#### Source data:
>> START

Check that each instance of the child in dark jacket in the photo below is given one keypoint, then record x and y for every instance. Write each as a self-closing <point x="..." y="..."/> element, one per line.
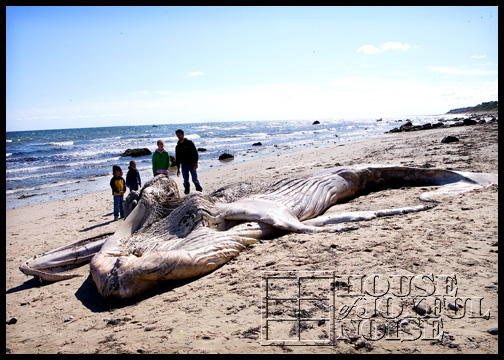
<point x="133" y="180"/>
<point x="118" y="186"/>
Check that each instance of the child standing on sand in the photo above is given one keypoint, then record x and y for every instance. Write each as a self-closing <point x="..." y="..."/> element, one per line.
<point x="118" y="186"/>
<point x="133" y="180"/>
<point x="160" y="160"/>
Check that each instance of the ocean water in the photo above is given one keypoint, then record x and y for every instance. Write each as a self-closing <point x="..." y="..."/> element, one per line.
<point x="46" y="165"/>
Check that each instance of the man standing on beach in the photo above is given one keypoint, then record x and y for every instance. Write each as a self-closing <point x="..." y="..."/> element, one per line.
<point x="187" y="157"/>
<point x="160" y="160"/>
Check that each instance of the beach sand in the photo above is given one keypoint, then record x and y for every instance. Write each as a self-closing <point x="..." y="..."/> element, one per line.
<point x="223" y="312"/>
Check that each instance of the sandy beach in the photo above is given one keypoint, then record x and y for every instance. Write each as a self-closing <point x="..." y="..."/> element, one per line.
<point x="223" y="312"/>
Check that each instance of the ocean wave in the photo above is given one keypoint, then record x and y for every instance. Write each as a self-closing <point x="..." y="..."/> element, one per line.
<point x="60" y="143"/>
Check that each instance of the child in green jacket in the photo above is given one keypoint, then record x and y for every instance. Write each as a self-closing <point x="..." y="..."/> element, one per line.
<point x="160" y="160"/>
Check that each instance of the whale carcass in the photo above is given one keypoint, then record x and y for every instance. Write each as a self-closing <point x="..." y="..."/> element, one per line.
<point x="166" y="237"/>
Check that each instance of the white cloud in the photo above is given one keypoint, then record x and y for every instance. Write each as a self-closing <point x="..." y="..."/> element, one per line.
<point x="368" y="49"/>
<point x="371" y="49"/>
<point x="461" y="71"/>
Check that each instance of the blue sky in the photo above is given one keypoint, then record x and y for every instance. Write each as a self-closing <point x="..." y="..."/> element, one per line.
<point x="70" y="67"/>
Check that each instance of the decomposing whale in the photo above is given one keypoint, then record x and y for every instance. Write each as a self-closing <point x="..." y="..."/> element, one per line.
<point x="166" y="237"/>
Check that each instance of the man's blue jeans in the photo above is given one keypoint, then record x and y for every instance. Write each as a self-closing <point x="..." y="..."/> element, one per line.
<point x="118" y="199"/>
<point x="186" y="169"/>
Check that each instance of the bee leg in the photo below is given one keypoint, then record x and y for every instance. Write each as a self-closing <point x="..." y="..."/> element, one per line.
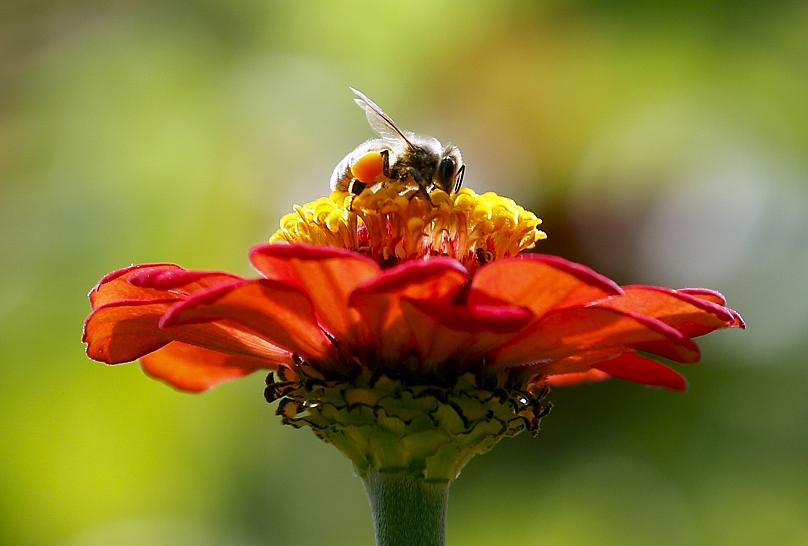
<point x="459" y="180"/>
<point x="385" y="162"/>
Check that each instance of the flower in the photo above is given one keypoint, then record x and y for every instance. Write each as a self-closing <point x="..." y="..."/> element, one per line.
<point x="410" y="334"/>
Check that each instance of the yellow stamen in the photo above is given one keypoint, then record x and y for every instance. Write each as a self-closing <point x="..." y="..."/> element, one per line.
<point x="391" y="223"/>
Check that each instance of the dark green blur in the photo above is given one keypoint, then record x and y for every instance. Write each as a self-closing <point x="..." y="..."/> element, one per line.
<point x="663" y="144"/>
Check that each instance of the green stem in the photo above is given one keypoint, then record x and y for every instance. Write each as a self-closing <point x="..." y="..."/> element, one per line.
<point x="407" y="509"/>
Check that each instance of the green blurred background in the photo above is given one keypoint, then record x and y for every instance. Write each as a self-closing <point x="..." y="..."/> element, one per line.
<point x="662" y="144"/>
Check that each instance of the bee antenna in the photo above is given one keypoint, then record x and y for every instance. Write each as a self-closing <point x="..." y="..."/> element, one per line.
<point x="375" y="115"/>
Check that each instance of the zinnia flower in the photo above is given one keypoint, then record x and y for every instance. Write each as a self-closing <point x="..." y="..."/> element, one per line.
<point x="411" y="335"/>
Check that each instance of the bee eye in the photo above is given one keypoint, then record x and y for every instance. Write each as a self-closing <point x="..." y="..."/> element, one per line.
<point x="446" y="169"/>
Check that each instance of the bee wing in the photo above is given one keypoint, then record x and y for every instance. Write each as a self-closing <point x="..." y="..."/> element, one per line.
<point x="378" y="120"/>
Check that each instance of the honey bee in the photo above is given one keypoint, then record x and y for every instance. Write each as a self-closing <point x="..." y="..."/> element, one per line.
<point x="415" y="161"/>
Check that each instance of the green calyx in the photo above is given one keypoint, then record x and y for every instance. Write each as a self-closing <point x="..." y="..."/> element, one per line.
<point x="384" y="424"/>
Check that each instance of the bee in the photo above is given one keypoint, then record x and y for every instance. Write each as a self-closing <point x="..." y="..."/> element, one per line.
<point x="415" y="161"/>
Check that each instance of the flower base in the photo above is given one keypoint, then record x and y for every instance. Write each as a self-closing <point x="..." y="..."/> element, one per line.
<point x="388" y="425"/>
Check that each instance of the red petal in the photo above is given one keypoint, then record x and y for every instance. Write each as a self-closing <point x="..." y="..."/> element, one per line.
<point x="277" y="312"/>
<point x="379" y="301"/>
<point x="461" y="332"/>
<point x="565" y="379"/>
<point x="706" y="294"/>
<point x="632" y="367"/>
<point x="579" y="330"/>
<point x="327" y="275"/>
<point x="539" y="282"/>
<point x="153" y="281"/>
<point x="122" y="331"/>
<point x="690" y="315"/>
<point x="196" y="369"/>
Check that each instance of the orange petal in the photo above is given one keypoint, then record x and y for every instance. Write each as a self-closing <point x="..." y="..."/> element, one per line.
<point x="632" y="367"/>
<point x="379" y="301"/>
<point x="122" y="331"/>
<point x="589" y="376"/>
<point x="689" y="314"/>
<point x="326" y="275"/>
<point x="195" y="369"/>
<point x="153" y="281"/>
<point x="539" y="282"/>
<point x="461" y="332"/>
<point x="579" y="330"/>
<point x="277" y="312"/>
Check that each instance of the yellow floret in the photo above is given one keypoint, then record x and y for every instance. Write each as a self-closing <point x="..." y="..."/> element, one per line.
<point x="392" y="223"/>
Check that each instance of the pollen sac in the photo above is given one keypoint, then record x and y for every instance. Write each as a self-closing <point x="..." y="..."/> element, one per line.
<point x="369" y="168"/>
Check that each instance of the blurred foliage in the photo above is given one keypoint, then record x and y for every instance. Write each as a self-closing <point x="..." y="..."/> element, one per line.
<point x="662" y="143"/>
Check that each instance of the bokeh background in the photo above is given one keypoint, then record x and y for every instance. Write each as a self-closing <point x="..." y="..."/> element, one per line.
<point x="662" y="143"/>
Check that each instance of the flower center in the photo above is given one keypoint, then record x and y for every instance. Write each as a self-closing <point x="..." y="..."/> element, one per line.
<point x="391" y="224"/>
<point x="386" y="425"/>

>> END
>> START

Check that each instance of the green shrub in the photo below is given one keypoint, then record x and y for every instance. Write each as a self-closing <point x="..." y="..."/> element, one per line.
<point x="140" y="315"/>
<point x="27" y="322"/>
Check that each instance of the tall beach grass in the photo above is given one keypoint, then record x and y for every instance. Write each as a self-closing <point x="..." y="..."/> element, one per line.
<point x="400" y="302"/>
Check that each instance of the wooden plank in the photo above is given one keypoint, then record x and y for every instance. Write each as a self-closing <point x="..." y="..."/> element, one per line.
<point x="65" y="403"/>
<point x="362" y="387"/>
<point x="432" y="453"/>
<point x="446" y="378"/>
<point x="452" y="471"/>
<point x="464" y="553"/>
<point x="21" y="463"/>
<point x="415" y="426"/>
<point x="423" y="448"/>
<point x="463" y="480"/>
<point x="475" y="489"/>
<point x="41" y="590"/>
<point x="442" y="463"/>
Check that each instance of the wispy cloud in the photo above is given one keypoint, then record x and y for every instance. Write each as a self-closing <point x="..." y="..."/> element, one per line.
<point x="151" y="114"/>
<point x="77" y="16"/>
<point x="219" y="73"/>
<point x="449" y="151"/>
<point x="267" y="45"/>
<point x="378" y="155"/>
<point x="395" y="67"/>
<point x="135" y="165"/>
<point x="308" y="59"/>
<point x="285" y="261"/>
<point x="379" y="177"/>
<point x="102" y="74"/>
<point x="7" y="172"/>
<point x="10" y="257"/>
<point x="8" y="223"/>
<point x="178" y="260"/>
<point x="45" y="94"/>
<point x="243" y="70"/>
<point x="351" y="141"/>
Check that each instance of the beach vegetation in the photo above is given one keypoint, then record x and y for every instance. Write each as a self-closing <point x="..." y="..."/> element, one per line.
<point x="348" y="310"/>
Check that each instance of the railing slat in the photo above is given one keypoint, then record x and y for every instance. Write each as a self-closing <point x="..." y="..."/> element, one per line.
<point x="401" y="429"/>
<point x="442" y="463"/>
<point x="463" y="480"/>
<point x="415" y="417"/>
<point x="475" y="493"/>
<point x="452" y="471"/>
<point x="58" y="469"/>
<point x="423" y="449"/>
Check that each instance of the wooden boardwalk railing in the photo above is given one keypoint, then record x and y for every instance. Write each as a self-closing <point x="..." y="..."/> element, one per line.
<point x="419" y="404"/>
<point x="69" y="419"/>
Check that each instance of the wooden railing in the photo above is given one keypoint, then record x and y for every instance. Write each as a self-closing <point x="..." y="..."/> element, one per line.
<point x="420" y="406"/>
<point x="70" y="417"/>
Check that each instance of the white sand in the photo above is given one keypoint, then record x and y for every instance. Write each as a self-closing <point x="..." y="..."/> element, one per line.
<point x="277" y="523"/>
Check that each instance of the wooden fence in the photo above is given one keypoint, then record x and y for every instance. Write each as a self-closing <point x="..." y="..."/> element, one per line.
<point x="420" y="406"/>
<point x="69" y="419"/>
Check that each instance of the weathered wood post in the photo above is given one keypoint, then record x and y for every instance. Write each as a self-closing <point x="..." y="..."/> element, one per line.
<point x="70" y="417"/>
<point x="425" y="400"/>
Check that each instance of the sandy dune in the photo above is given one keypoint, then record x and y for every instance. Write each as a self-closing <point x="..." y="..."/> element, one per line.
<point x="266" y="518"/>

>> END

#### Stated exercise:
Display each line of the material above that contains the word "jacket", copying the lines unchanged. Matches are case-sensitive.

#### Full answer:
Check that each instance of the child in dark jacket in the photo below is given one keypoint, then record x and y for every instance. Write each as a self-closing <point x="..." y="..."/> element, one per line.
Check that each instance of the child in green jacket in the photo above is given one keypoint, then record x and y for every instance. Write each as a self-closing <point x="..." y="..."/> element, one per line.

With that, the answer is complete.